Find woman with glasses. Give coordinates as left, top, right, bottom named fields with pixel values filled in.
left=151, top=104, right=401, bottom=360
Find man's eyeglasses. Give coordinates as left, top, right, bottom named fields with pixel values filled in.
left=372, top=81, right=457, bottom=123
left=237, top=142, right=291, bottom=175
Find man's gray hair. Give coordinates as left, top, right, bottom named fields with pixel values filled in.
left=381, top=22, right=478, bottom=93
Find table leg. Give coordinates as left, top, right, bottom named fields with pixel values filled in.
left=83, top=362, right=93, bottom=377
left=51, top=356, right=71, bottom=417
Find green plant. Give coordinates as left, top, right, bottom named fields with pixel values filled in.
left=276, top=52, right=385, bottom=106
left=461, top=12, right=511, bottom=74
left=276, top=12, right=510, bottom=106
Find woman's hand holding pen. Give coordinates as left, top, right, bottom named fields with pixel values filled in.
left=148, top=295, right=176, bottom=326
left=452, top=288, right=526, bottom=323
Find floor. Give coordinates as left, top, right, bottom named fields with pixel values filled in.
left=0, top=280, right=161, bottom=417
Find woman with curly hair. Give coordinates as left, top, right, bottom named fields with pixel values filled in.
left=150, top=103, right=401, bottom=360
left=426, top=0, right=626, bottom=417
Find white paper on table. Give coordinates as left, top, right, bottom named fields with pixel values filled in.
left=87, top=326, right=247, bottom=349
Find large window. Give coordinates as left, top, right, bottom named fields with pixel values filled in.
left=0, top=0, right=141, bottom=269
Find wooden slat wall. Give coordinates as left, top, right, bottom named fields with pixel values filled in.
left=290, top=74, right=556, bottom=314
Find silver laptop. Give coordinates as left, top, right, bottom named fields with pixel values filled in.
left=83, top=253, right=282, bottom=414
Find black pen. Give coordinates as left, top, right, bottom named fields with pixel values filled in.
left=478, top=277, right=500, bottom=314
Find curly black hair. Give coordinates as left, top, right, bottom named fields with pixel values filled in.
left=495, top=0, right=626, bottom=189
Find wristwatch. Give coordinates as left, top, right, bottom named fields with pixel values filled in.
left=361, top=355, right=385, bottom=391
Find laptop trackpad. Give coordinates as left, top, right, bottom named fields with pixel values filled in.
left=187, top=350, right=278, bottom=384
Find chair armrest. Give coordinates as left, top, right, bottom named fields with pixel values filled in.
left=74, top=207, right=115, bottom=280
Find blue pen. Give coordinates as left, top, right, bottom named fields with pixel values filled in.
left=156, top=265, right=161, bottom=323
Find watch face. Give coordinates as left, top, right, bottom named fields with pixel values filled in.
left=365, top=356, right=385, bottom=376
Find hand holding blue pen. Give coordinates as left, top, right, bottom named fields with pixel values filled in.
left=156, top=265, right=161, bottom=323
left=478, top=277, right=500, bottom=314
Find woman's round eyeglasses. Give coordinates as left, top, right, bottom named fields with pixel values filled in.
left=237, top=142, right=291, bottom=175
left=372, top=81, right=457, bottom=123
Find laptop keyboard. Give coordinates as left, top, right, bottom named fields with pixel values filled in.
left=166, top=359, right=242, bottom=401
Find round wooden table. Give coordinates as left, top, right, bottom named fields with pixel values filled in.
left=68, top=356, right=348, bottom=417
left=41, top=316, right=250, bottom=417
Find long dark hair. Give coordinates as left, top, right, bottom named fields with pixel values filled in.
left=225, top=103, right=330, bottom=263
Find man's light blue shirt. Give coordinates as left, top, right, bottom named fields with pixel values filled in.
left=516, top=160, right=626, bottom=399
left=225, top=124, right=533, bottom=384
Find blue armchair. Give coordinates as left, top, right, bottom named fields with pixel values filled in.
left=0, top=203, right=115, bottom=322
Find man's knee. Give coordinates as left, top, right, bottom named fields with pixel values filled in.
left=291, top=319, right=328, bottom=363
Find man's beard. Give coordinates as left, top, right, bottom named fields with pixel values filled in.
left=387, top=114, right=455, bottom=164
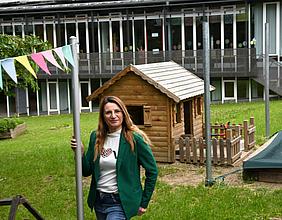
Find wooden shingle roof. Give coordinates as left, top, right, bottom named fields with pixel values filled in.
left=87, top=61, right=214, bottom=102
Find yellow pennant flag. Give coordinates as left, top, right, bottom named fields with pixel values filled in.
left=15, top=56, right=37, bottom=79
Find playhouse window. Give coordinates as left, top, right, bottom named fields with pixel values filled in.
left=194, top=97, right=202, bottom=117
left=126, top=105, right=152, bottom=126
left=175, top=103, right=181, bottom=123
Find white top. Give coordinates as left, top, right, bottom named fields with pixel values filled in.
left=97, top=129, right=121, bottom=193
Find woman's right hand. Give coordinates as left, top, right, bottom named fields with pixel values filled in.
left=71, top=137, right=84, bottom=155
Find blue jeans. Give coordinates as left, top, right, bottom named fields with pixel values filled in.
left=94, top=191, right=126, bottom=220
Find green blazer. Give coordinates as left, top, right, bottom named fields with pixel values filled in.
left=82, top=131, right=158, bottom=219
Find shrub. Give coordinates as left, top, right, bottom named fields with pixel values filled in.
left=0, top=118, right=24, bottom=133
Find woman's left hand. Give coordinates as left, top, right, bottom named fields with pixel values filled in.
left=138, top=207, right=147, bottom=216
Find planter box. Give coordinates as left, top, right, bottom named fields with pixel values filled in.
left=0, top=123, right=26, bottom=139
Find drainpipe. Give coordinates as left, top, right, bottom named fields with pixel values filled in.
left=203, top=20, right=214, bottom=186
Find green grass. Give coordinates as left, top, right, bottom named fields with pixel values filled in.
left=0, top=101, right=282, bottom=220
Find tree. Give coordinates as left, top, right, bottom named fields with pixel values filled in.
left=0, top=34, right=51, bottom=96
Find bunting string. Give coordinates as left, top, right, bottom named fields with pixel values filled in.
left=0, top=45, right=75, bottom=87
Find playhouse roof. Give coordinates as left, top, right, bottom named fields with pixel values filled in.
left=87, top=61, right=214, bottom=102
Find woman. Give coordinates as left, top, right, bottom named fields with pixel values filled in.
left=71, top=96, right=158, bottom=220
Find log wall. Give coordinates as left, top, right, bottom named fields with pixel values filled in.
left=103, top=73, right=172, bottom=162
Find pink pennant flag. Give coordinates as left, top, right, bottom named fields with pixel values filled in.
left=30, top=53, right=51, bottom=75
left=40, top=50, right=63, bottom=70
left=54, top=47, right=67, bottom=68
left=0, top=58, right=18, bottom=84
left=15, top=56, right=37, bottom=79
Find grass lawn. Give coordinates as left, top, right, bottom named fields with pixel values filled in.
left=0, top=101, right=282, bottom=220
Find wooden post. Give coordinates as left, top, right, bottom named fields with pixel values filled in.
left=192, top=138, right=197, bottom=163
left=235, top=125, right=240, bottom=137
left=219, top=138, right=224, bottom=164
left=179, top=137, right=184, bottom=163
left=199, top=138, right=204, bottom=164
left=184, top=137, right=191, bottom=163
left=212, top=138, right=218, bottom=164
left=244, top=120, right=249, bottom=151
left=226, top=129, right=232, bottom=164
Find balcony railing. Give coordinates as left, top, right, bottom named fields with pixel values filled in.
left=39, top=48, right=257, bottom=78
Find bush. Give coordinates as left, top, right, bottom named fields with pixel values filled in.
left=0, top=118, right=24, bottom=133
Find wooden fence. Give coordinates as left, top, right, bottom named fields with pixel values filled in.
left=179, top=127, right=242, bottom=165
left=203, top=117, right=256, bottom=151
left=243, top=117, right=256, bottom=151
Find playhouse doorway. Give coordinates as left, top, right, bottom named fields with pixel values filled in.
left=183, top=100, right=193, bottom=134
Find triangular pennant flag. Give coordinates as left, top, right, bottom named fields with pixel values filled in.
left=40, top=50, right=63, bottom=70
left=0, top=65, right=3, bottom=89
left=1, top=58, right=18, bottom=84
left=15, top=56, right=37, bottom=79
left=63, top=45, right=74, bottom=66
left=54, top=47, right=67, bottom=68
left=30, top=53, right=51, bottom=75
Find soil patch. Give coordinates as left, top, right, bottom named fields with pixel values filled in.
left=159, top=162, right=282, bottom=189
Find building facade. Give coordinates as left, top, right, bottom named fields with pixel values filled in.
left=0, top=0, right=282, bottom=116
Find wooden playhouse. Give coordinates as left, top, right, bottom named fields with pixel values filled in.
left=87, top=61, right=210, bottom=162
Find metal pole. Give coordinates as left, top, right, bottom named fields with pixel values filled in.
left=70, top=36, right=83, bottom=220
left=203, top=21, right=214, bottom=186
left=264, top=23, right=270, bottom=138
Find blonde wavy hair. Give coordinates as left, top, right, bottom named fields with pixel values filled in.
left=94, top=96, right=152, bottom=161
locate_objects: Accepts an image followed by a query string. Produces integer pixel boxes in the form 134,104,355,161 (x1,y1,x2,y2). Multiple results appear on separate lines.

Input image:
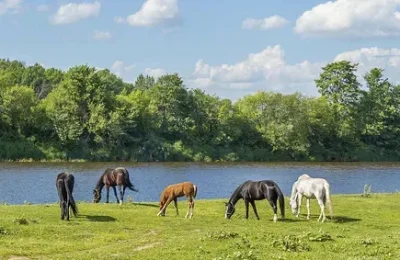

§ TASK TO COMPLETE: Format the lines of the material as a JSON list of strings, one string per line and no blank lines, beginning at the line that contains "Find floor. Give" and stopping after the line that contains "left=74, top=207, right=115, bottom=280".

§ ANSWER:
[
  "Find floor. Give coordinates as left, top, right, bottom named fields with pixel values filled in.",
  "left=0, top=280, right=161, bottom=417",
  "Find woman with curly hair. Give coordinates as left, top, right, bottom named fields with pixel values filled in.",
  "left=150, top=103, right=401, bottom=360",
  "left=426, top=0, right=626, bottom=417",
  "Find white paper on table. Give coordinates as left, top, right, bottom named fields with pixel values filled in.",
  "left=87, top=326, right=247, bottom=349",
  "Find large window. Give coordinates as left, top, right, bottom named fields with pixel values filled in.",
  "left=0, top=0, right=141, bottom=269",
  "Find wooden slat wall. Give coordinates as left, top, right, bottom named fields with pixel values filled in.",
  "left=290, top=74, right=556, bottom=314",
  "Find silver laptop. Give coordinates as left, top, right, bottom named fields with pixel values filled in.",
  "left=83, top=253, right=282, bottom=414",
  "Find black pen. Give coordinates as left, top, right, bottom named fields with pixel values filled in.",
  "left=478, top=277, right=500, bottom=314",
  "Find curly black hair. Give coordinates as left, top, right, bottom named fields with pixel values filled in.",
  "left=495, top=0, right=626, bottom=189",
  "Find wristwatch. Give coordinates as left, top, right, bottom named fields with pixel values filled in.",
  "left=361, top=355, right=385, bottom=391",
  "Find laptop trackpad. Give coordinates as left, top, right, bottom named fields with pixel values filled in.",
  "left=187, top=350, right=278, bottom=384",
  "Find chair armrest. Give coordinates as left, top, right, bottom named fields with pixel values filled in.",
  "left=74, top=207, right=115, bottom=280"
]